### Request:
How many lines in the records below contain the string "cruise"? Reply with the number alone.

### Supplied information:
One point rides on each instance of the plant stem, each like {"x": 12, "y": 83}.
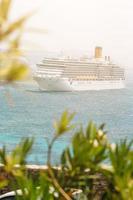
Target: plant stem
{"x": 51, "y": 173}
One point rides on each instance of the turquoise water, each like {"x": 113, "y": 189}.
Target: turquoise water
{"x": 32, "y": 112}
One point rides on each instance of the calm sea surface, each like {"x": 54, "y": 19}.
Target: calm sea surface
{"x": 25, "y": 111}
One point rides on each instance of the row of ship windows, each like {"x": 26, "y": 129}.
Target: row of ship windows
{"x": 105, "y": 79}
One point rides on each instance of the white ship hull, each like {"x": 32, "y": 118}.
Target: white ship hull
{"x": 64, "y": 84}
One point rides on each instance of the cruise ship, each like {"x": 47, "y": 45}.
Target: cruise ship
{"x": 67, "y": 74}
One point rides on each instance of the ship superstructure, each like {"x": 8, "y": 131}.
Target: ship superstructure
{"x": 66, "y": 74}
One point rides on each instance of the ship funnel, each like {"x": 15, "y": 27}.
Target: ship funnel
{"x": 98, "y": 52}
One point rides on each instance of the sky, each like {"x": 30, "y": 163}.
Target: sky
{"x": 77, "y": 26}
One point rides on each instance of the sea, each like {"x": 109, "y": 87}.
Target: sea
{"x": 25, "y": 111}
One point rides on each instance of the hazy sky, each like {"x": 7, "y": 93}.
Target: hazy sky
{"x": 80, "y": 25}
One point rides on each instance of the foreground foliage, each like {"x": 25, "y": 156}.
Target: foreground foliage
{"x": 12, "y": 68}
{"x": 82, "y": 167}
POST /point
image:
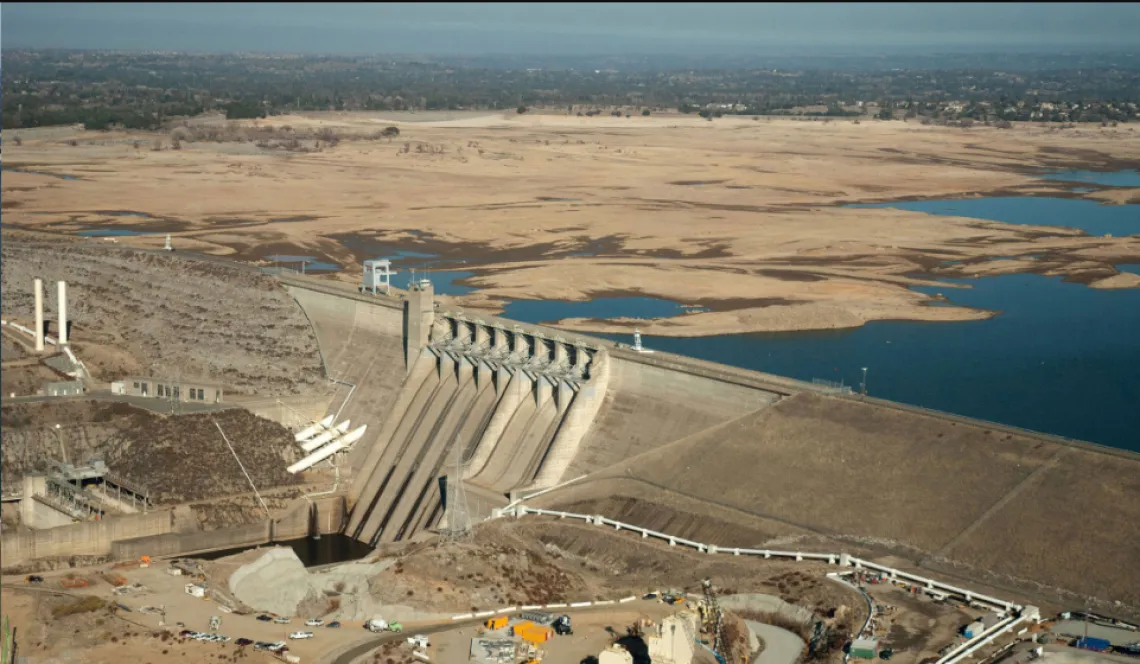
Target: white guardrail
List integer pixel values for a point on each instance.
(1014, 614)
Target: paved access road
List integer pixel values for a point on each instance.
(155, 404)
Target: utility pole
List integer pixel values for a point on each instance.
(63, 450)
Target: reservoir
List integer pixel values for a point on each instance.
(1060, 358)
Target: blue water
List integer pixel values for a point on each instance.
(547, 312)
(1113, 179)
(1060, 358)
(1088, 216)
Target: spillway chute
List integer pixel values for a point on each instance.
(316, 458)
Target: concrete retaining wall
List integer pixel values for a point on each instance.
(84, 539)
(182, 543)
(124, 537)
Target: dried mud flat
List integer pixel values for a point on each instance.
(138, 313)
(738, 212)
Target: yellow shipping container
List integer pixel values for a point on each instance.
(534, 633)
(496, 623)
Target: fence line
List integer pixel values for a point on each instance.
(1016, 613)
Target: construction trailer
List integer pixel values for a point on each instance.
(974, 629)
(534, 633)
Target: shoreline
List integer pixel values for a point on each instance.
(595, 211)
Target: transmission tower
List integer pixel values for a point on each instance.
(458, 518)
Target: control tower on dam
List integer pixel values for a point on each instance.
(710, 452)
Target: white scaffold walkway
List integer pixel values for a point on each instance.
(1012, 614)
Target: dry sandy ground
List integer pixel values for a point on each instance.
(737, 216)
(138, 314)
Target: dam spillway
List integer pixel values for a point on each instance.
(522, 406)
(505, 404)
(706, 450)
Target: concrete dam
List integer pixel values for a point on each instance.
(706, 451)
(513, 407)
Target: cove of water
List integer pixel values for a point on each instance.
(1061, 358)
(1089, 216)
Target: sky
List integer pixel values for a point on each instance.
(572, 29)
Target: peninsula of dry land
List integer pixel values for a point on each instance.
(740, 218)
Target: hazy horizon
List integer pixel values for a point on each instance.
(573, 29)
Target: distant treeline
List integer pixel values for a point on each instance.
(146, 90)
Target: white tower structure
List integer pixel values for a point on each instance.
(377, 274)
(39, 315)
(62, 286)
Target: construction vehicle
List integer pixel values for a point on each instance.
(115, 580)
(562, 625)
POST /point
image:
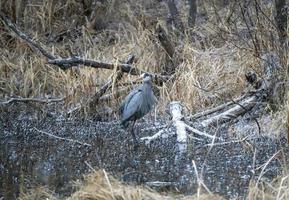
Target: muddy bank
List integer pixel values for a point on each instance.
(29, 157)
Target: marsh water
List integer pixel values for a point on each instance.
(29, 157)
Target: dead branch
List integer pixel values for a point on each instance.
(174, 17)
(161, 184)
(61, 138)
(66, 63)
(216, 109)
(168, 46)
(26, 100)
(268, 91)
(177, 118)
(35, 46)
(232, 113)
(110, 83)
(196, 131)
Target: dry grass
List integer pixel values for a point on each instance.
(204, 78)
(208, 73)
(99, 186)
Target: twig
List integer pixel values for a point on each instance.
(61, 138)
(215, 109)
(224, 143)
(232, 113)
(25, 100)
(199, 132)
(36, 47)
(66, 63)
(89, 166)
(265, 165)
(148, 139)
(109, 184)
(160, 184)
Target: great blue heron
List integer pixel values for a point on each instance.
(137, 103)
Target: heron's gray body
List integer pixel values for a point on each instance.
(138, 103)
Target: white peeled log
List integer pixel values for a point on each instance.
(177, 118)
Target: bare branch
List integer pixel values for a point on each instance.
(61, 138)
(36, 47)
(25, 100)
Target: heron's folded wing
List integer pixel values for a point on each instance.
(132, 107)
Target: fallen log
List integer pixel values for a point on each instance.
(269, 91)
(177, 118)
(66, 63)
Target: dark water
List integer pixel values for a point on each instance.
(29, 158)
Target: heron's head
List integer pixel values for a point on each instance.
(146, 77)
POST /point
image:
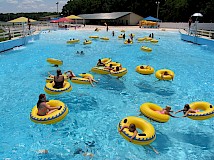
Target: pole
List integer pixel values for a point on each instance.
(157, 2)
(57, 3)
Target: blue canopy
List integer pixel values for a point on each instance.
(150, 18)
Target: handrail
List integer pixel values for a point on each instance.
(17, 33)
(205, 33)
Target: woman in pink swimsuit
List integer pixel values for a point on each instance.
(186, 110)
(166, 111)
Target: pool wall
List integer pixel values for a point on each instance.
(10, 44)
(197, 40)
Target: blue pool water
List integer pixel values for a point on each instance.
(94, 112)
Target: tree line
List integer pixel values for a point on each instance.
(169, 10)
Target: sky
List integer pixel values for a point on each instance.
(17, 6)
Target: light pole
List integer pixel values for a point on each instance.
(57, 3)
(157, 2)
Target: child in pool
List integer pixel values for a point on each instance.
(186, 110)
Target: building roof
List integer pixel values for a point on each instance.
(113, 15)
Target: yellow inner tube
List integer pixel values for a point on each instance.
(82, 79)
(50, 90)
(146, 70)
(54, 61)
(149, 110)
(141, 124)
(147, 49)
(160, 72)
(52, 118)
(88, 42)
(205, 113)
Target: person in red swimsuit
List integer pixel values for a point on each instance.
(166, 111)
(44, 108)
(186, 110)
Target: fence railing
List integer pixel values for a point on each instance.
(206, 33)
(9, 34)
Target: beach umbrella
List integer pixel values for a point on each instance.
(150, 18)
(197, 15)
(64, 19)
(74, 17)
(21, 20)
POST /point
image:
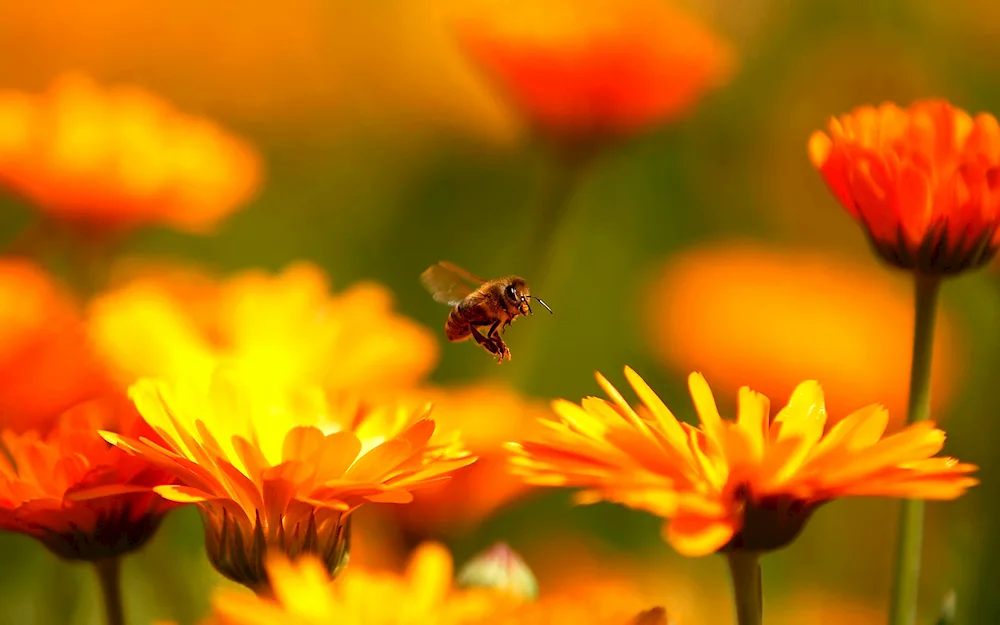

### Solution for this exercise:
2